▶ **EXERCISE**
Locate "Where can the calm" in the records below, then copy its line and every following line exactly, without the pictures.

(Some records)

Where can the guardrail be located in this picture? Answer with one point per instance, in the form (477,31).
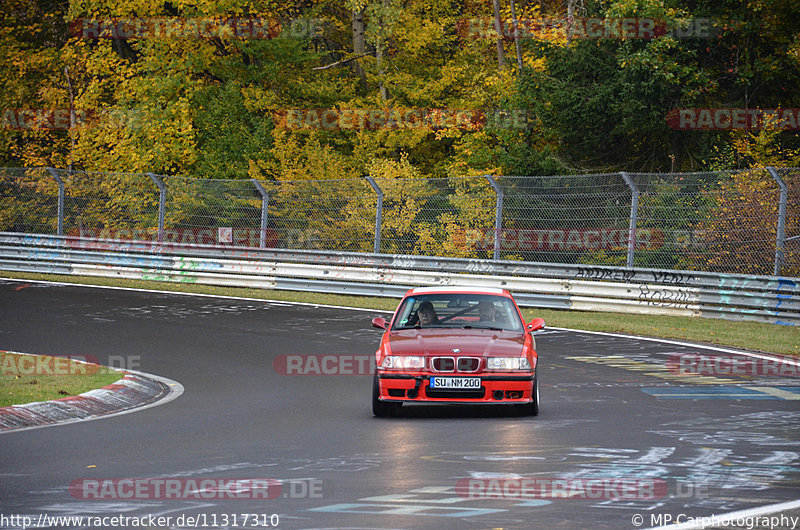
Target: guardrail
(767,299)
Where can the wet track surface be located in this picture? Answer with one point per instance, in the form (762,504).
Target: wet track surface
(611,410)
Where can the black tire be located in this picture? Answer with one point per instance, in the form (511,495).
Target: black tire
(531,409)
(381,409)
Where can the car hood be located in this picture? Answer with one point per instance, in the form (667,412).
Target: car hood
(475,342)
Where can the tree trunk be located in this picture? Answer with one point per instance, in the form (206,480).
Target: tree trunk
(516,35)
(501,56)
(359,46)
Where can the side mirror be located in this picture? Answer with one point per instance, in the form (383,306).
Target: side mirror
(536,324)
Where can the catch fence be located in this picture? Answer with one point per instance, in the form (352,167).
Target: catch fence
(745,222)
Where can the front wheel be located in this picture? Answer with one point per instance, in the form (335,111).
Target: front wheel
(531,409)
(381,409)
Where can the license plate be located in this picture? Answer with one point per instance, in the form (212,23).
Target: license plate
(456,383)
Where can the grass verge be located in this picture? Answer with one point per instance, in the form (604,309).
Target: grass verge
(748,335)
(29,378)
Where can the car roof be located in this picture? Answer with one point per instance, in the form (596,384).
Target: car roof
(456,289)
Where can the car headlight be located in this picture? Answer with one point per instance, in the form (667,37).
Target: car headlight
(403,362)
(508,363)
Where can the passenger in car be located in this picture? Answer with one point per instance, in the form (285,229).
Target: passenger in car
(487,311)
(427,314)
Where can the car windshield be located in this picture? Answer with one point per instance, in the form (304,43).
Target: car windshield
(458,310)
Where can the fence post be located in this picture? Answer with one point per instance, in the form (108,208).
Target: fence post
(264,211)
(378,213)
(634,214)
(162,202)
(61,193)
(780,241)
(498,215)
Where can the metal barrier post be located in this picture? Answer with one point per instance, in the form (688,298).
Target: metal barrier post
(264,211)
(634,214)
(498,216)
(162,201)
(61,193)
(780,241)
(378,213)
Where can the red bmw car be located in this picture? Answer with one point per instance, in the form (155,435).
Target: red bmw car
(457,346)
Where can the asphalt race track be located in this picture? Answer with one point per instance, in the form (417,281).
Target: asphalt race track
(619,434)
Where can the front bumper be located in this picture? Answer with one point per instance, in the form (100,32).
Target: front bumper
(496,388)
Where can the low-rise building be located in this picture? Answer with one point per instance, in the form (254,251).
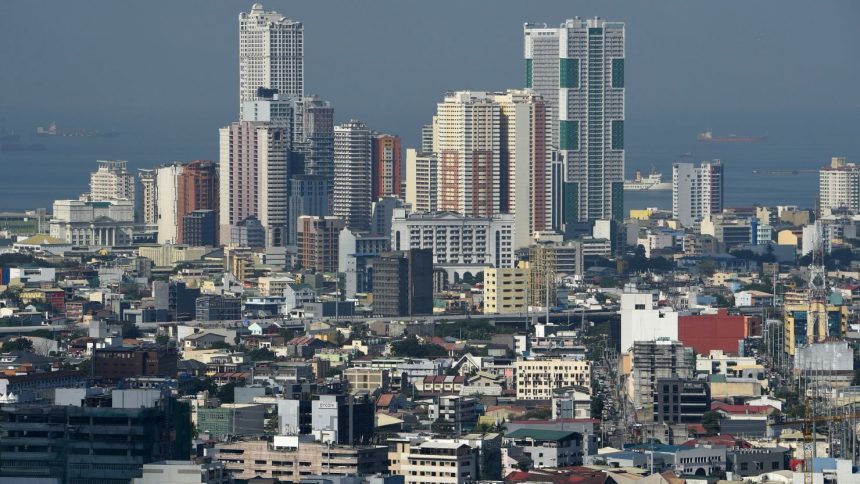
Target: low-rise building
(536,379)
(184,472)
(548,448)
(291,458)
(232,420)
(439,462)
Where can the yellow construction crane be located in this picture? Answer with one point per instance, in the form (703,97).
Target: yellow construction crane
(808,423)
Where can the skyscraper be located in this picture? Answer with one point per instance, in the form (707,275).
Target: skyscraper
(525,175)
(426,138)
(167,186)
(271,54)
(583,82)
(309,195)
(313,135)
(146,210)
(467,149)
(421,181)
(386,166)
(111,181)
(253,174)
(197,190)
(839,186)
(352,175)
(696,191)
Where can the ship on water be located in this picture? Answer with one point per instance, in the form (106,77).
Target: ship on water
(53,130)
(654,181)
(708,137)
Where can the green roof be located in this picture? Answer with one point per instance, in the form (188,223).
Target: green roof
(539,434)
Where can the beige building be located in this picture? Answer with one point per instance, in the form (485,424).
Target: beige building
(273,286)
(536,379)
(366,379)
(421,181)
(289,459)
(506,290)
(167,255)
(433,462)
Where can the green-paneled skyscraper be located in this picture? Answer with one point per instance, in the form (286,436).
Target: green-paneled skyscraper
(578,68)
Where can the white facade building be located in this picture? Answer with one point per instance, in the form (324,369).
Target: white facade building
(421,180)
(538,379)
(526,158)
(466,143)
(146,210)
(253,174)
(99,223)
(352,176)
(642,320)
(697,191)
(167,187)
(271,54)
(578,69)
(111,181)
(456,239)
(839,186)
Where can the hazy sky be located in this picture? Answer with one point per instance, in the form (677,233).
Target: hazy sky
(390,60)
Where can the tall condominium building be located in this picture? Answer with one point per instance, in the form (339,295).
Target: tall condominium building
(421,183)
(317,241)
(352,174)
(467,146)
(271,54)
(167,182)
(386,166)
(111,181)
(309,195)
(268,106)
(427,138)
(253,174)
(200,228)
(578,69)
(525,175)
(313,135)
(146,210)
(839,186)
(697,191)
(456,239)
(403,283)
(197,189)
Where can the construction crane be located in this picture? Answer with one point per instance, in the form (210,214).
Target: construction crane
(809,440)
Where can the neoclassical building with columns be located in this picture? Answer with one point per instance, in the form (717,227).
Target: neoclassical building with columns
(93,223)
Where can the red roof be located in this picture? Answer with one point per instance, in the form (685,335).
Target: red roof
(742,409)
(442,379)
(725,439)
(384,400)
(557,421)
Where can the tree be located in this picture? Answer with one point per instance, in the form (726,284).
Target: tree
(129,330)
(261,354)
(711,422)
(226,392)
(707,267)
(18,344)
(410,346)
(542,413)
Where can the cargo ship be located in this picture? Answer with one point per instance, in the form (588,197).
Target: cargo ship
(654,181)
(17,146)
(708,137)
(52,130)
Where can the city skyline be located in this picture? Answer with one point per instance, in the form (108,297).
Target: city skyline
(708,51)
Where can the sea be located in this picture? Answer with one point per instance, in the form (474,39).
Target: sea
(778,171)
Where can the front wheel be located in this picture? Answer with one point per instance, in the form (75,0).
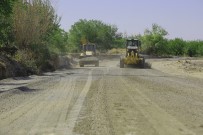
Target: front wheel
(142,63)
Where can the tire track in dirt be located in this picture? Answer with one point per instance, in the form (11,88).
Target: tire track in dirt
(160,120)
(74,113)
(93,118)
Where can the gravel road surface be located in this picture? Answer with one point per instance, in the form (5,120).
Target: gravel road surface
(105,100)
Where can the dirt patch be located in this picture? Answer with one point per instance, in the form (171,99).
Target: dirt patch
(180,66)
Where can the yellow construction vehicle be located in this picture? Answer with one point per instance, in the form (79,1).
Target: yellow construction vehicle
(132,56)
(88,55)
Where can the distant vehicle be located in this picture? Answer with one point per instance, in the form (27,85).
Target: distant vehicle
(88,55)
(132,56)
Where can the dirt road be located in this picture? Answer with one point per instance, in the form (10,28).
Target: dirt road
(103,100)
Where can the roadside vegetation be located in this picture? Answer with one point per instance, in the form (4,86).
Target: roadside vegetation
(154,42)
(30,35)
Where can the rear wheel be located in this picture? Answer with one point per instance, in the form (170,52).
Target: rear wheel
(97,64)
(142,63)
(121,63)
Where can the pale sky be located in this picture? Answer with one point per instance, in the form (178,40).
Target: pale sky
(181,18)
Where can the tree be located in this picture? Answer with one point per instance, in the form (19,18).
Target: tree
(6,8)
(93,31)
(32,21)
(153,40)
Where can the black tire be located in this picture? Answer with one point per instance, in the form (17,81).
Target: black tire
(121,63)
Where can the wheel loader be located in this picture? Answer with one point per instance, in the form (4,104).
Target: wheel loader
(88,55)
(132,56)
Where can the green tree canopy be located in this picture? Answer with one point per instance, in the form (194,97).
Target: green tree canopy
(93,31)
(153,40)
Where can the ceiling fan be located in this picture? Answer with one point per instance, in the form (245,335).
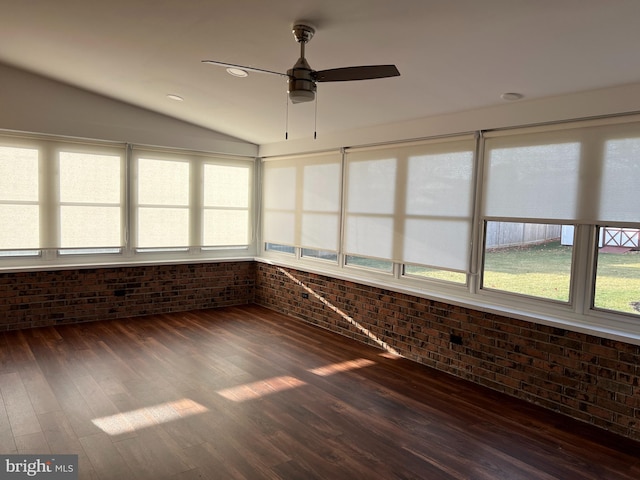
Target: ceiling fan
(302,78)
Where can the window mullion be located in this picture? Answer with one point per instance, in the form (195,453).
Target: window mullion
(49,185)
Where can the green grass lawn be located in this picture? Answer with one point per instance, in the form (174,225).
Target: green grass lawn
(544,271)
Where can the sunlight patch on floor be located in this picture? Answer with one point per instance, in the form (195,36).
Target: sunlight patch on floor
(131,421)
(251,391)
(342,367)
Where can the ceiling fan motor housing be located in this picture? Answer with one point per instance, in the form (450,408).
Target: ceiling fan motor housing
(302,85)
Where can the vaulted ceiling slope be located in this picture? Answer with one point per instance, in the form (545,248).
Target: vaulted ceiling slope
(453,55)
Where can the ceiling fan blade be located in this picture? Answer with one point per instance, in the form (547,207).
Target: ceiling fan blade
(242,67)
(346,74)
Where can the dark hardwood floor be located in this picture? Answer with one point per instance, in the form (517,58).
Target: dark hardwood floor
(247,393)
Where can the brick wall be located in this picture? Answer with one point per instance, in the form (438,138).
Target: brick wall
(31,299)
(586,377)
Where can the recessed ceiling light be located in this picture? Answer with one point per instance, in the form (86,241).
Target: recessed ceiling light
(237,72)
(511,96)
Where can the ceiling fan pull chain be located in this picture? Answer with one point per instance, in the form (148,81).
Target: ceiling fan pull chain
(286,121)
(315,119)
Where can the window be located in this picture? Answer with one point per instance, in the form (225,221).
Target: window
(419,271)
(320,254)
(63,197)
(411,203)
(302,203)
(227,196)
(187,201)
(19,199)
(69,198)
(370,263)
(163,203)
(91,195)
(528,259)
(542,179)
(617,282)
(276,247)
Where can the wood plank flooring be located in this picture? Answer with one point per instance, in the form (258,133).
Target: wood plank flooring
(246,393)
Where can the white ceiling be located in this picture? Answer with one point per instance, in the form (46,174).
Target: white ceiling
(453,55)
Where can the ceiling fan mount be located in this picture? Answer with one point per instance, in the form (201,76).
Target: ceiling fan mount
(302,79)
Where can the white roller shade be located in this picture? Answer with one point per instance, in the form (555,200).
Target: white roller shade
(19,198)
(412,203)
(580,172)
(301,201)
(91,192)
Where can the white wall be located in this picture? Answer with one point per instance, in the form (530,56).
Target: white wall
(32,103)
(594,103)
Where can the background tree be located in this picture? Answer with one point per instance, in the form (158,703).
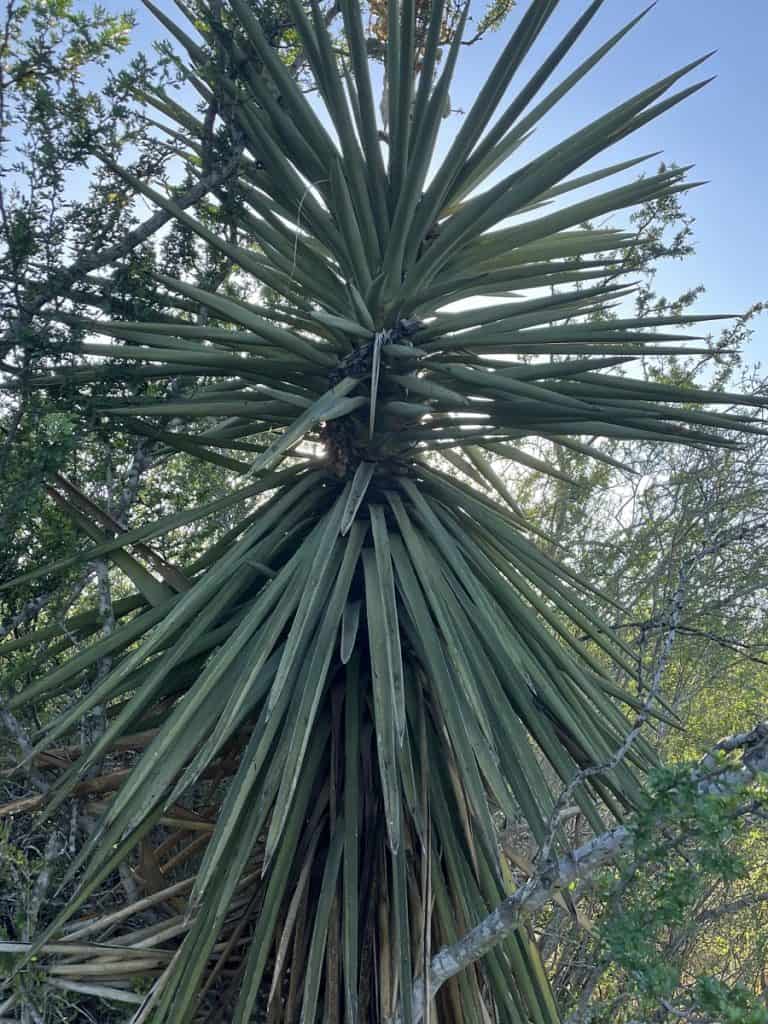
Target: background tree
(440,743)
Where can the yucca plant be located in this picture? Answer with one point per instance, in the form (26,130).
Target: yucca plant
(380,665)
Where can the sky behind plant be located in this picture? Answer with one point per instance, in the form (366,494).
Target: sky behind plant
(723,130)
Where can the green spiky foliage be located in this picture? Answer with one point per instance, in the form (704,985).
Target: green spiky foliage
(380,664)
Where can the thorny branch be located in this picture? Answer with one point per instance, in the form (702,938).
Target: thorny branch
(579,865)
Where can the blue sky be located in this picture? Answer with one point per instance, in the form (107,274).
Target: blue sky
(723,130)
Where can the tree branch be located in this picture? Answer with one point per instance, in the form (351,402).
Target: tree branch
(579,865)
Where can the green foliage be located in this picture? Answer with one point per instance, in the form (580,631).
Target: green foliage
(373,663)
(686,843)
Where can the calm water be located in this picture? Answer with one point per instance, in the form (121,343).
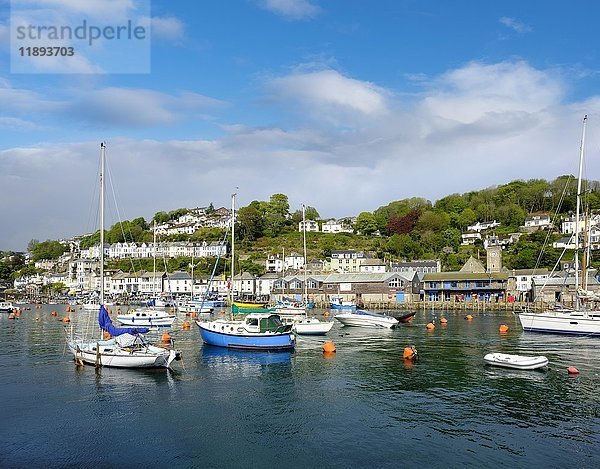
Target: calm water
(362,408)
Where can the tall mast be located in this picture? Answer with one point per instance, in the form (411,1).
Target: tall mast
(305,299)
(103,157)
(154,264)
(232,245)
(577,212)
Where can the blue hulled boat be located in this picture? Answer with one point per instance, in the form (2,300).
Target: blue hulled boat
(257,331)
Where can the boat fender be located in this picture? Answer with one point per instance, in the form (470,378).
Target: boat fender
(410,353)
(329,347)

▶ **THE SOLUTION**
Where can the calm water be located in this picture? Answer with one point per instance, in the form (121,343).
Target: calm water
(362,408)
Where can the tall mast be located in this picture? Answer with one point per instance, in the form (411,1).
Target: tall mast
(305,299)
(103,157)
(154,264)
(232,245)
(577,212)
Where can the blue hulled boat be located in this picture? Answer with one point per instance, in the form (2,300).
Target: blue hulled boat
(257,331)
Where can the boat fender be located in this picture? Answer with one point per instance, in the form (470,378).
Target: boat fender
(410,353)
(329,347)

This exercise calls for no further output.